■ Consigne A ■
Selon l'extrait sur les dérives possibles de la formation, d'où proviennent de nombreuses initiatives ?
■ Consigne B ■
Montrez chaque ligne de la liste qui contient la chaîne "sand", en tenant compte de la casse.

■ Extrait choisi ■

Examinons des dérives possibles dans le domaine. Il ne s’agit pas de propos à prétention universelle : bien entendu, toutes les formations n’ont rien à voir avec les dérives évoquées. Nous ne disons pas que ce sont des pratiques majoritaires (nous n’avons pas les chiffres). Simplement, celles-ci sont de l’ordre du possible et de l’existant.
2.2.1. La méthode se conforte elle-même
Rappelons tout d’abord que de nombreuses initiatives proviennent du domaine privé, et généralement marchand. Il y a par conséquent des intérêts économiques liés à cette sphère de pratiques.
Ensuite, notons qu’en situation de formation, les postulats peuvent se vérifier : effectivement, des demandes sont formulées pour que le contenu et le déroulement de la formation fassent droit au concret, au pratique et au directement mobilisable, si possible de manière ludique et interactive. On pourrait se demander s’il ne s’agit pas parfois d’une prophétie auto-réalisatrice, étant donné que la plupart des dispositifs de formation fonctionnent comme cela (attentes liées à l’habitude), étant donné que c’est le cadre annoncé explicitement ou implicitement (le formateur reste garant des règles, du déroulement), étant donné que certaines dynamiques s’installent en ce sens, etc.

■ Données fournies ■
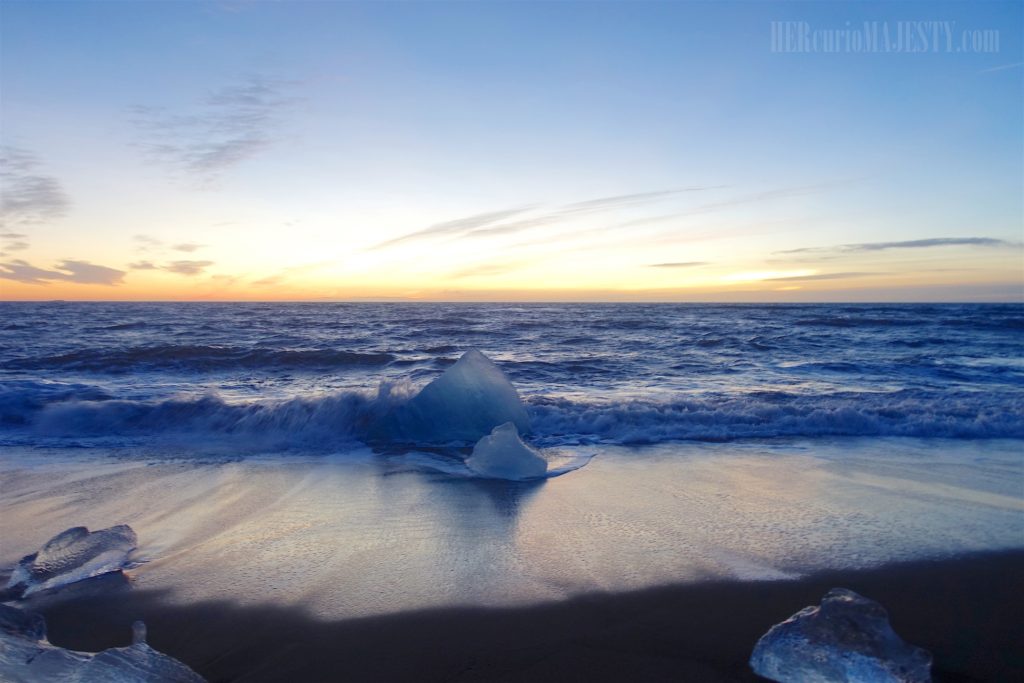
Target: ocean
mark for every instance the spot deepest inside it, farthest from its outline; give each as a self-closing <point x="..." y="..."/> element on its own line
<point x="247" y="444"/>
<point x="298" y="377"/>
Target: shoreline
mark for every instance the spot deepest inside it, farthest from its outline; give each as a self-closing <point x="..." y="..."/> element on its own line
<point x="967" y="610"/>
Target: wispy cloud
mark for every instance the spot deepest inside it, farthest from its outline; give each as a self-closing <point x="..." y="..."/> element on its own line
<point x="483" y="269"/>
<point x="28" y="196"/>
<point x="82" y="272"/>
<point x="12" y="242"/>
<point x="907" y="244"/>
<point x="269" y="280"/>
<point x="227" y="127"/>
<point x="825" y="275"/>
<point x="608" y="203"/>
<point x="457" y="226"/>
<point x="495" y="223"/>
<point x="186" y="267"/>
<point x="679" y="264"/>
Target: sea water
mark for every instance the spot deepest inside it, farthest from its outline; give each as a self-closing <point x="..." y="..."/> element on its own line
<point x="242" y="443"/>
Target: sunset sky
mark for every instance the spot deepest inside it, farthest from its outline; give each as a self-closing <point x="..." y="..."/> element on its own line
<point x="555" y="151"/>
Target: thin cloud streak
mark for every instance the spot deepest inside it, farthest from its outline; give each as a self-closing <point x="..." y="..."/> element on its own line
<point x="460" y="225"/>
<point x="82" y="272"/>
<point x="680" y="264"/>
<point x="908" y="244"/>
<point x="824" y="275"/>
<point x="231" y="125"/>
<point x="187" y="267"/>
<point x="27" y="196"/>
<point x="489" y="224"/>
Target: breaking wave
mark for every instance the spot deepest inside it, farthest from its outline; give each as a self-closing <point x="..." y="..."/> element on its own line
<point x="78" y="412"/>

==

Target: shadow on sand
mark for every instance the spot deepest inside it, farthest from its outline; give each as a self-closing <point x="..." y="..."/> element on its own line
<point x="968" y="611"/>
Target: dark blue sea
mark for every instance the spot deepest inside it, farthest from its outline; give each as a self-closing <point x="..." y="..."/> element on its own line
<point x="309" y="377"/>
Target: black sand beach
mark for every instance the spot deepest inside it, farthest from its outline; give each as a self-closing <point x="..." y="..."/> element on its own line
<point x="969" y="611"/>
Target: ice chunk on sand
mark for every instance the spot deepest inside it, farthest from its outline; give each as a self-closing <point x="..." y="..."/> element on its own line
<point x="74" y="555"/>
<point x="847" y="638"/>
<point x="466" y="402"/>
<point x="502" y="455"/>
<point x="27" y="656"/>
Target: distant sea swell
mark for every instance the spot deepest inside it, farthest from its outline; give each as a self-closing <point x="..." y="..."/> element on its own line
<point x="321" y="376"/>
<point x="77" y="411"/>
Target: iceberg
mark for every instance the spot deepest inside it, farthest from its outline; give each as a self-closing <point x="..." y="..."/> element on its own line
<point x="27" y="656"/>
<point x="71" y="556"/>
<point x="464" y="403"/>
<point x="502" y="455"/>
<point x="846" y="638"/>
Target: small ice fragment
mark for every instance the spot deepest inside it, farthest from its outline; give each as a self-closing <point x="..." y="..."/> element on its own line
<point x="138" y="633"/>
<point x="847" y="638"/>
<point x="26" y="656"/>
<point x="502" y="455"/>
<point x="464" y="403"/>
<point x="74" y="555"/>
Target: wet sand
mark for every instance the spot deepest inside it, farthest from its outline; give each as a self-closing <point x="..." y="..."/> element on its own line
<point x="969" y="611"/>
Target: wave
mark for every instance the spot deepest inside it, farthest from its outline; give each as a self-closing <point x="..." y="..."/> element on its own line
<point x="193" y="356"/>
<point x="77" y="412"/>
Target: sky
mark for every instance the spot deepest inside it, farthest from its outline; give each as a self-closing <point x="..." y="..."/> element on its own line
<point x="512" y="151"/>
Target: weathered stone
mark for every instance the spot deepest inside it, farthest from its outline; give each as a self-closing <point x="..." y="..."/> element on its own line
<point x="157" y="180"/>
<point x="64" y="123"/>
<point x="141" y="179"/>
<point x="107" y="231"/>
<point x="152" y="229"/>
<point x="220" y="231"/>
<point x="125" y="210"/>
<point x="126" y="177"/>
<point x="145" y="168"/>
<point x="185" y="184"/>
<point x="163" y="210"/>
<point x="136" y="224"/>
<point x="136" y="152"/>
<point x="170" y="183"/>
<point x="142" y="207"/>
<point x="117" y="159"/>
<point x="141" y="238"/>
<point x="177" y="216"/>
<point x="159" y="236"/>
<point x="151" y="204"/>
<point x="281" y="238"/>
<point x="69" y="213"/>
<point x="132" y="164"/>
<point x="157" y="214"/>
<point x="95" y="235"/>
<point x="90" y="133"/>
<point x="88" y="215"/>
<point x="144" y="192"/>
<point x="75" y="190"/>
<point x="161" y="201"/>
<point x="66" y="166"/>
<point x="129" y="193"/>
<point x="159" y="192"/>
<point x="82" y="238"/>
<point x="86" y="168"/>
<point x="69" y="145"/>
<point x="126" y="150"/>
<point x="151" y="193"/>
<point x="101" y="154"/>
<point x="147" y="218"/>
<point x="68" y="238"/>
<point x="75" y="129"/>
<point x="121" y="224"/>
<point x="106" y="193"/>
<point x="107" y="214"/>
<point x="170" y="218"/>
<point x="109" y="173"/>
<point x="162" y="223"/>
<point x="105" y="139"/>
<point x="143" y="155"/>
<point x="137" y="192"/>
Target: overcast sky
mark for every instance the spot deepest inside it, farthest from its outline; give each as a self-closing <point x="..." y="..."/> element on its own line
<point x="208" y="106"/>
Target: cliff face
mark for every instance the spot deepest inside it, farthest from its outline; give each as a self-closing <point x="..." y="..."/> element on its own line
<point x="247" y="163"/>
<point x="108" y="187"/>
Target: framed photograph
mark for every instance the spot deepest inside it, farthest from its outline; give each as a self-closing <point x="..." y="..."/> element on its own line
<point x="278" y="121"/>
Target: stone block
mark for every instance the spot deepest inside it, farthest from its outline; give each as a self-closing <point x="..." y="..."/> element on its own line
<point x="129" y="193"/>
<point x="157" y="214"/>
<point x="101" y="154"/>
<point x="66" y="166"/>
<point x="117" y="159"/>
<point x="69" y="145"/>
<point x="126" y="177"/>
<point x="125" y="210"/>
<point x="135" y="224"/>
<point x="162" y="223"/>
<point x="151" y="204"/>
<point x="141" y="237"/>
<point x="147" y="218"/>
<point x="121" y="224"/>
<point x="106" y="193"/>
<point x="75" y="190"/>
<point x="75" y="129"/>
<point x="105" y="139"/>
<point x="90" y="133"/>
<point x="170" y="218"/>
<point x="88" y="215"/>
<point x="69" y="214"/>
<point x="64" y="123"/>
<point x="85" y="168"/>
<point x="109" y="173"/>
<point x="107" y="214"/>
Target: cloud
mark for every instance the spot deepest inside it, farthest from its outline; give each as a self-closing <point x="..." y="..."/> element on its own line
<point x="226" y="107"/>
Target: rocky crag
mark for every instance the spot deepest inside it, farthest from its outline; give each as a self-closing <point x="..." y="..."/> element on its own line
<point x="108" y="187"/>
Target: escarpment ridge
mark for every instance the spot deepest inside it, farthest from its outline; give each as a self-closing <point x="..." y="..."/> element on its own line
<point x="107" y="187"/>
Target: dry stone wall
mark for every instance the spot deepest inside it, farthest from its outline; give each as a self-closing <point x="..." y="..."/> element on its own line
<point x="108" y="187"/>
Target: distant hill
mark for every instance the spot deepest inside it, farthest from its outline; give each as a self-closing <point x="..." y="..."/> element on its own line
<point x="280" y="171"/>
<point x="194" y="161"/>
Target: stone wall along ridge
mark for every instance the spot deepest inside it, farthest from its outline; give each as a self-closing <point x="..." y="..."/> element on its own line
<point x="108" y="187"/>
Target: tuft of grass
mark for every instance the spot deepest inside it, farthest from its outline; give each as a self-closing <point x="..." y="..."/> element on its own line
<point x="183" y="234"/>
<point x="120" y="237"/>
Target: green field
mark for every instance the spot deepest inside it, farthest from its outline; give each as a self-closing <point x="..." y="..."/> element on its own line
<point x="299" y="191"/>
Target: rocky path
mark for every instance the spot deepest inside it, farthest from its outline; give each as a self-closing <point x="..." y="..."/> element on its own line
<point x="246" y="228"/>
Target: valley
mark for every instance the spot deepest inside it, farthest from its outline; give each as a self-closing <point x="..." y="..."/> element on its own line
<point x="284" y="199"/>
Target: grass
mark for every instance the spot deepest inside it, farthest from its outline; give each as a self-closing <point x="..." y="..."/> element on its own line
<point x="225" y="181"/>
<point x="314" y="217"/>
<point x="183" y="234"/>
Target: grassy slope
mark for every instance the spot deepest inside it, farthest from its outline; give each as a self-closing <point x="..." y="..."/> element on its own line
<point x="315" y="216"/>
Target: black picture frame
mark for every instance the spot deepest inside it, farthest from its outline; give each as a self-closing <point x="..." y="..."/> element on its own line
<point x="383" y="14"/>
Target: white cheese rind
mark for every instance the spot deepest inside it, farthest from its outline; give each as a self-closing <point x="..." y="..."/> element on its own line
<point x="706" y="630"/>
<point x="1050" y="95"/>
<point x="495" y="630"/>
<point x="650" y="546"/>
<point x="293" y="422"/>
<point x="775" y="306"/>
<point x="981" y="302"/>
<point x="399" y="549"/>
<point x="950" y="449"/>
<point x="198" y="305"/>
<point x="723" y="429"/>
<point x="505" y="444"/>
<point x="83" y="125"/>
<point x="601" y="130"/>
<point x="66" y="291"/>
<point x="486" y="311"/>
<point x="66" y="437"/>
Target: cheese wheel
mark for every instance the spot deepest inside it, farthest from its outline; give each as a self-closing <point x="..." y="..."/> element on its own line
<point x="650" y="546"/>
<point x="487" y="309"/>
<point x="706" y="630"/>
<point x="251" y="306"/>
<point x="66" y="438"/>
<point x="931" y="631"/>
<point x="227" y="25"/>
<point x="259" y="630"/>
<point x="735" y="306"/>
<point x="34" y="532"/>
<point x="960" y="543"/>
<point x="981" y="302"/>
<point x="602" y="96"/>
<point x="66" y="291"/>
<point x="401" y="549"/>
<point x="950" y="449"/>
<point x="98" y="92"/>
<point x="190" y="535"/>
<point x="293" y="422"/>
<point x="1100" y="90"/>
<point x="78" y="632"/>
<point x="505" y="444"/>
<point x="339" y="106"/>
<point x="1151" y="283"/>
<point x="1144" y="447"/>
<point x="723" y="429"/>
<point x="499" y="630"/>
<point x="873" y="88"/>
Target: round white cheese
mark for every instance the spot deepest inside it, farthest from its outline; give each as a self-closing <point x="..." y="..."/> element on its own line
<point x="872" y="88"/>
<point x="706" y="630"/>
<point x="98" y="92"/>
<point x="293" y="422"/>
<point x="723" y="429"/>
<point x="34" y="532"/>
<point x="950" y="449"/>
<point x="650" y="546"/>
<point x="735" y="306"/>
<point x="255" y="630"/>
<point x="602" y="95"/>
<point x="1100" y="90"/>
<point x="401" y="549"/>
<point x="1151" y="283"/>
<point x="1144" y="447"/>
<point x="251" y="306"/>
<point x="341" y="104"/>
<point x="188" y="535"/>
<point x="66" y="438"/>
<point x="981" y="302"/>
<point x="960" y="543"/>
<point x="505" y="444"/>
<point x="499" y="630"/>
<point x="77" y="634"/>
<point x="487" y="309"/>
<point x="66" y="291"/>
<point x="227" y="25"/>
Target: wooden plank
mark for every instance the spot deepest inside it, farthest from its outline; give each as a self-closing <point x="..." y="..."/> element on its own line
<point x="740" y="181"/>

■ Corrigé A ■
Du domaine privé, et généralement marchand.

■ Corrigé B ■
Target: shadow on sand
Target: black sand beach
Target: ice chunk on sand
Target: wet sand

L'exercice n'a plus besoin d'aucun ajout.